Position identification records
------------------------------

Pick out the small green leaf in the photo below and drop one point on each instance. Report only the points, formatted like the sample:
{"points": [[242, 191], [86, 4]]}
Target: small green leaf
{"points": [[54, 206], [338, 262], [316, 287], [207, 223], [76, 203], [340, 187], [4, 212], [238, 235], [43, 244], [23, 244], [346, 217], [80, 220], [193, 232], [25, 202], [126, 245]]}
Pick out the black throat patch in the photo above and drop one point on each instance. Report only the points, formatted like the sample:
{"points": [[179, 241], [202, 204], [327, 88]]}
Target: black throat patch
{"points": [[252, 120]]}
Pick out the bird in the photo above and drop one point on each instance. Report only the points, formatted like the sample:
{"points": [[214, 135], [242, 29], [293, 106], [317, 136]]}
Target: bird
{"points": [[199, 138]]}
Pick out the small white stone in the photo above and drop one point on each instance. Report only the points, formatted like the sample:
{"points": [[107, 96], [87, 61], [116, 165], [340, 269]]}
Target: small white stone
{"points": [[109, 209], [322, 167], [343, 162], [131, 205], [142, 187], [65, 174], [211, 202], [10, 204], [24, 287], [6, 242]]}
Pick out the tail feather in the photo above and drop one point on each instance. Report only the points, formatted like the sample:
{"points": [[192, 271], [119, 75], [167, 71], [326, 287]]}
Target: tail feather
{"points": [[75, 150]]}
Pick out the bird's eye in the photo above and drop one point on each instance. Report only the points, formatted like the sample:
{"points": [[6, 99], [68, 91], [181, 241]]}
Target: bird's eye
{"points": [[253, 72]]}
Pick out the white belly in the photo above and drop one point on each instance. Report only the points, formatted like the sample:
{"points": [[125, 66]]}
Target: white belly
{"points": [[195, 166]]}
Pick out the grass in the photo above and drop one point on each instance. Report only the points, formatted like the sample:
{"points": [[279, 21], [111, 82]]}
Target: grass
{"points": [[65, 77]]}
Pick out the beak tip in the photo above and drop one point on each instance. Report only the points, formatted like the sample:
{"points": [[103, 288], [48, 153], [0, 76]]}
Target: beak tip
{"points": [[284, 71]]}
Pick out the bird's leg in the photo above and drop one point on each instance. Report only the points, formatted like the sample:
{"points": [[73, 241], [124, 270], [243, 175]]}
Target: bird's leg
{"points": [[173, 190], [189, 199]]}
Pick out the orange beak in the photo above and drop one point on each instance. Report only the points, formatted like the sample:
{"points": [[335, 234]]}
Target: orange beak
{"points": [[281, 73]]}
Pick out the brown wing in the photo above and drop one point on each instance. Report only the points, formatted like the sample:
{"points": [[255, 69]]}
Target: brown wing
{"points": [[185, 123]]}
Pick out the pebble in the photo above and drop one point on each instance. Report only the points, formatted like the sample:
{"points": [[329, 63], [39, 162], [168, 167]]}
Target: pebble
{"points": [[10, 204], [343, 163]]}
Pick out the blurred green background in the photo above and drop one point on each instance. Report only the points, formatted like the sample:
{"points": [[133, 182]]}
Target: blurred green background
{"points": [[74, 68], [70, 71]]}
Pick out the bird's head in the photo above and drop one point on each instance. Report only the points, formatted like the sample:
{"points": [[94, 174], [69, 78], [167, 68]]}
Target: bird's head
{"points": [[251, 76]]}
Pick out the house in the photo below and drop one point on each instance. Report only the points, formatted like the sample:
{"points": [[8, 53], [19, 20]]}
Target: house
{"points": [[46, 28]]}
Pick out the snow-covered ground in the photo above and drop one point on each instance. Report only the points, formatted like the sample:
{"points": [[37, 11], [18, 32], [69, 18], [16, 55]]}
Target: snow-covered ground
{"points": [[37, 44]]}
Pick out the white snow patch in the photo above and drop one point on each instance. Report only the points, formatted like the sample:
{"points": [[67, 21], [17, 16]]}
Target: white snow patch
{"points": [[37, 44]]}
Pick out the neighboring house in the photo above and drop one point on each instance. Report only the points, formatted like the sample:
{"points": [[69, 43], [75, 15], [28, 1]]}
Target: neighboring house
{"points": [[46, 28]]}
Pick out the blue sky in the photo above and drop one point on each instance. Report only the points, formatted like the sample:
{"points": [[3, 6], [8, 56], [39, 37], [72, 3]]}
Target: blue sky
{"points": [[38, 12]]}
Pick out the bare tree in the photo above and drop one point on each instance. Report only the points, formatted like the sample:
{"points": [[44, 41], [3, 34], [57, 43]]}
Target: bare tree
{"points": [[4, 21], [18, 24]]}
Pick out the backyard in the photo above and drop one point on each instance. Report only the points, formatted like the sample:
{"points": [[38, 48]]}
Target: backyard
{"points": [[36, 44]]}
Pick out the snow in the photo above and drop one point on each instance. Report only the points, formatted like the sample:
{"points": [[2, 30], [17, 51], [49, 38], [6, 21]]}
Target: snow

------------------------------

• **WHAT IS BEING ASKED**:
Rewrite all the records above, putting "place one point" wherever "drop one point" appears and keeping everything else the same.

• **RESULT OF THIS TASK**:
Pick out the small green leaf in the photo below and place one point on each instance. Report only the points, formatted like the sample:
{"points": [[242, 191], [86, 4]]}
Target: small green leaf
{"points": [[54, 206], [338, 262], [316, 287], [207, 223], [76, 203], [340, 187], [4, 212], [238, 235], [43, 244], [23, 244], [346, 217], [80, 220], [193, 232], [25, 202], [126, 245]]}
Pick out the black throat patch in the photo above and place one point on each instance. Report only the points, formatted like the sample:
{"points": [[179, 241], [202, 204], [327, 88]]}
Target: black throat patch
{"points": [[252, 120]]}
Pick out the bird in the photo above and place one point on each instance. Report only the points, formatted like the sample:
{"points": [[214, 135], [242, 29], [293, 106], [317, 136]]}
Target: bird
{"points": [[199, 138]]}
Pick out the small white stone in the photo above and place one point on each instance. Report only the points, formatted like the sample:
{"points": [[107, 96], [87, 61], [116, 165], [340, 269]]}
Target: small white stone
{"points": [[109, 209], [322, 167], [343, 162], [131, 205], [142, 187], [65, 174], [211, 202], [10, 204], [24, 287], [6, 242]]}
Pick out the tail feather in the photo above and place one point on each instance. Report only the points, formatted like the sample:
{"points": [[192, 271], [119, 75], [167, 71], [326, 287]]}
Target: tail feather
{"points": [[75, 150]]}
Pick out the bird's eye in the photo above and place one point on each instance. Report only the points, formatted like the sample:
{"points": [[6, 99], [68, 91], [181, 241]]}
Target: bird's eye
{"points": [[253, 72]]}
Pick out the white belly in the photo above and place one point on each instance. Report only the points, formatted like the sample:
{"points": [[125, 66]]}
Target: white belly
{"points": [[195, 166]]}
Pick out the grass in the photo above and place one point on each instance. Report only the points, formatted like the sample:
{"points": [[279, 21], [111, 82]]}
Target: grass
{"points": [[65, 77]]}
Pick out the beak tip in the photo above and place one point on each instance. Report only the points, formatted like the sample:
{"points": [[103, 288], [48, 153], [0, 76]]}
Target: beak tip
{"points": [[284, 71]]}
Pick out the bird's leg in the photo above and place one point on each instance. Report only the points, formatted like the sample:
{"points": [[73, 241], [124, 270], [243, 175]]}
Target: bird's leg
{"points": [[173, 190], [189, 199]]}
Pick out the orange beak in the photo above and place one point on each instance. Report only the points, formatted like the sample:
{"points": [[335, 234]]}
Target: orange beak
{"points": [[281, 73]]}
Pick out the brown wing in the photo above and place one point on each instance. Report only the points, formatted like the sample:
{"points": [[255, 69]]}
Target: brown wing
{"points": [[185, 123]]}
Pick out the pebble in the photo above and place one point on each instance. Report only the points, formatted like the sample:
{"points": [[329, 63], [39, 162], [168, 167]]}
Target: pebble
{"points": [[10, 204], [343, 163]]}
Pick out the blurred green background in the photo above and place one point on each instance. Report only the points, formatted like the sample:
{"points": [[133, 182]]}
Target: blurred green background
{"points": [[74, 68], [70, 71]]}
Pick out the bird's head in the photo above and place one point on each instance. Report only the points, formatted like the sample:
{"points": [[94, 174], [69, 78], [167, 68]]}
Target: bird's head
{"points": [[251, 76]]}
Pick out the house in the photo below and place one point on each instance. Report only the points, formatted like the sample:
{"points": [[8, 53], [19, 20]]}
Target: house
{"points": [[46, 28]]}
Pick out the snow-covered ground in the photo above and place one point on each instance. Report only the points, formatted like the sample:
{"points": [[37, 11], [18, 32], [69, 18], [16, 55]]}
Target: snow-covered ground
{"points": [[37, 44]]}
Pick out the white snow patch in the photo above and place one point on each instance. Report only the points, formatted like the sample:
{"points": [[67, 21], [17, 16]]}
Target: white snow patch
{"points": [[37, 44]]}
Pick out the neighboring house in the photo above and place one point on each instance. Report only the points, formatted like the sample:
{"points": [[69, 43], [75, 15], [28, 1]]}
Target: neighboring house
{"points": [[46, 28]]}
Pick out the blue sky in the photo above and place one point on each instance. Report only the points, formatted like the sample:
{"points": [[3, 6], [8, 56], [39, 37], [72, 3]]}
Target: blue sky
{"points": [[38, 12]]}
Pick out the bare tree in the photo above and place one point on each instance. Report only the points, formatted like the sample:
{"points": [[44, 41], [3, 34], [57, 43]]}
Target: bare tree
{"points": [[4, 21], [18, 24]]}
Pick out the backyard in the photo above and place one point on each instance. Report only the points, formatted like the sample:
{"points": [[38, 48]]}
Target: backyard
{"points": [[36, 44]]}
Pick out the snow in the photo above and place one point on each instance. Report only the points, formatted like the sample:
{"points": [[2, 30], [17, 51], [49, 38], [6, 21]]}
Target: snow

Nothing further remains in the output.